* **TO BE DONE**
Can you repeat every one of the rows below verbatim, changing nothing and leaving nothing out?

* **INPUT**
§

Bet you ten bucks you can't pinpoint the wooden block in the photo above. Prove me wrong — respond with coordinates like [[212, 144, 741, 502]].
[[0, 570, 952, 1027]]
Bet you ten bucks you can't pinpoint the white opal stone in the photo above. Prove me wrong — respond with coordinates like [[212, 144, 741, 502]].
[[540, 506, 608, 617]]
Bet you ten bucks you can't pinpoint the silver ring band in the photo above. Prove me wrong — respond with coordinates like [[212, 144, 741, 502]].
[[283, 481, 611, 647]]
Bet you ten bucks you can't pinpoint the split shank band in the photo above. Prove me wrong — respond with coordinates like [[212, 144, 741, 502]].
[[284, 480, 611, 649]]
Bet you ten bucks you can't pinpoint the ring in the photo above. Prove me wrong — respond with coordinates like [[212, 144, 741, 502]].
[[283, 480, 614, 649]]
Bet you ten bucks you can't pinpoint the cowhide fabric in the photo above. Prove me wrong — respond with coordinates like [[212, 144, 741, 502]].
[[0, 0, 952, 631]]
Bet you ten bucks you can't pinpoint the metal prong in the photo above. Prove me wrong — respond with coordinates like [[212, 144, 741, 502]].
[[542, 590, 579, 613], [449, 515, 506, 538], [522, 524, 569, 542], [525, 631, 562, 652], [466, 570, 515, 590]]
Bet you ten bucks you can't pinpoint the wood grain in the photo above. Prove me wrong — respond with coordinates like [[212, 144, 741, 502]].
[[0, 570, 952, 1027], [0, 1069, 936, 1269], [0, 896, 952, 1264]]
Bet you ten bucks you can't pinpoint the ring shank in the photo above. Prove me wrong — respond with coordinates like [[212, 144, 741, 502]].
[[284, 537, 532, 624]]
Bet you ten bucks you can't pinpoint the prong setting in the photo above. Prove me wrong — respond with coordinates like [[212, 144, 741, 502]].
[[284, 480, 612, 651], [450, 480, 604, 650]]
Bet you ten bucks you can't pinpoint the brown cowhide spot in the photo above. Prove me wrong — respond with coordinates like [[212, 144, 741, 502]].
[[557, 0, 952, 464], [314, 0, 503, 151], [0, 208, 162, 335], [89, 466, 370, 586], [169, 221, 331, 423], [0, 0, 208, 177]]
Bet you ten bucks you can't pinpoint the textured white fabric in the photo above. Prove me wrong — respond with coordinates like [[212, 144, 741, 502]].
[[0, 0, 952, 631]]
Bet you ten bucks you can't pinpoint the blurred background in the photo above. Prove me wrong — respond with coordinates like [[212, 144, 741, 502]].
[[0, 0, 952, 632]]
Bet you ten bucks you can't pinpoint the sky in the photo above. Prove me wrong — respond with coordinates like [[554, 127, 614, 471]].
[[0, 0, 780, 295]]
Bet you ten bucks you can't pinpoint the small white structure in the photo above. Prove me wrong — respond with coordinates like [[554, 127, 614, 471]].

§

* **ANSWER TO THE TASK**
Bet you ten bucks you can't pinpoint the wooden block in the photo above. Prove me wrong — respond with coordinates like [[212, 144, 741, 502]].
[[0, 570, 952, 1027]]
Bet you ten bucks you can't pinpoint the white opal stone in the photo above. Prove me wrong — respond with coordinates like [[212, 144, 741, 502]].
[[540, 506, 608, 617]]
Bet you ten bucks you can't pinpoint the silver ring band in the photo above. Prove me wrong — respond with coordinates like [[212, 144, 741, 502]].
[[283, 481, 611, 647]]
Bet you ten bucks you can't pinpoint the split shank band in the photo above. Prove me wrong — respond with coordinates like [[212, 144, 741, 502]].
[[284, 480, 611, 649]]
Bet you ten bucks you can't pinpoint the ring in the photo above. Prove me wrong — respond with coordinates like [[212, 144, 741, 502]].
[[283, 480, 614, 649]]
Bet you ten bucks you can't pinpoint the cowhide fabric in the photo above. Prove me wrong — respond with coordinates like [[212, 144, 741, 502]].
[[0, 0, 952, 631]]
Bet you ten bucks you can't pinpoint the metal prong in the photo above. Prove me wrong — respond with coordinates like [[212, 144, 741, 502]].
[[542, 590, 579, 613], [449, 515, 506, 538], [522, 524, 569, 542], [525, 631, 562, 652], [466, 570, 515, 590]]
Bet you ten bucks you can't pinpoint the wood grain in the photo above. Prove me wrong — respond with coordinates like [[212, 144, 741, 502]].
[[0, 570, 952, 1027], [0, 1069, 936, 1269], [0, 896, 952, 1264]]
Bet you ten bucks you can't pinpoint the ring shank in the photo above. Prove me wrong — respond with coordinates like [[212, 144, 741, 502]].
[[284, 537, 532, 624]]
Bet you ten bucks you can't pinpoint the prong setting in the photo above. Prove me wrong — respond with coordinates like [[212, 144, 741, 502]].
[[284, 480, 612, 651], [450, 480, 604, 650]]
Bet you ten bucks you can't pinpoint the brown cowhide spot in the photo above. Prove me wrong — respond with coordinates like [[212, 144, 741, 502]].
[[557, 0, 952, 464], [314, 0, 503, 151], [0, 208, 162, 335], [89, 466, 370, 586], [169, 221, 331, 423], [0, 0, 208, 177]]
Bet you ten bucks you can't pinpoint the textured white fabric in the photo above. Prove me wrong — respond with coordinates like [[212, 144, 741, 502]].
[[0, 0, 952, 631]]
Bet you ten bucks you can't pinpoint the blurred background in the photo above. Prove me wrong — respond with coordinates like [[212, 144, 741, 502]].
[[0, 0, 952, 632]]
Bet you ten bucks you can't pinpoint the sky in the photo above. Prove me wrong — respond with coordinates like [[554, 127, 614, 471]].
[[0, 0, 780, 295]]
Bet you ten bucks you can't pinpoint the small white structure in the photo above. Prove me wrong — respond with coordinates like [[554, 127, 614, 471]].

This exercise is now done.